WHAT TO DO | No pictures belong in the answer. Repeat all the entries exactly.

□ □ □ □ □ □ □

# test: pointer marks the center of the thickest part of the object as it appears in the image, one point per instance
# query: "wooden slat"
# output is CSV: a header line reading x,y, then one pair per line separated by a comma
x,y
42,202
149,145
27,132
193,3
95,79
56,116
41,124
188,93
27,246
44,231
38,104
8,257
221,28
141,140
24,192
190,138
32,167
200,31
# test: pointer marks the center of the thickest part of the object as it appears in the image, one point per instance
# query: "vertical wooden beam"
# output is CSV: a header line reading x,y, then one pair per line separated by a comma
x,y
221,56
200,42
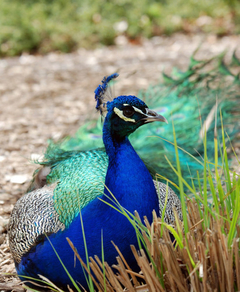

□ □ □ □ □ □ □

EXERCISE SOLUTION |
# test: pointer marks the center of the thickest part of the object as it appears in the image, one point per instance
# query: "wooden slat"
# output is CSV: a header line reading x,y, then one pair per line separated by a comma
x,y
42,202
149,145
27,132
193,3
95,79
56,116
41,124
188,93
27,246
44,231
38,104
8,257
221,28
141,140
24,192
190,138
32,167
200,31
# test: pointer marks the center of the thickest part of the object as it appears in the image, one point per instance
# query: "vertical wooden beam"
# output is CSV: a header line reading x,y, then one pair per line separated by a comma
x,y
221,56
200,42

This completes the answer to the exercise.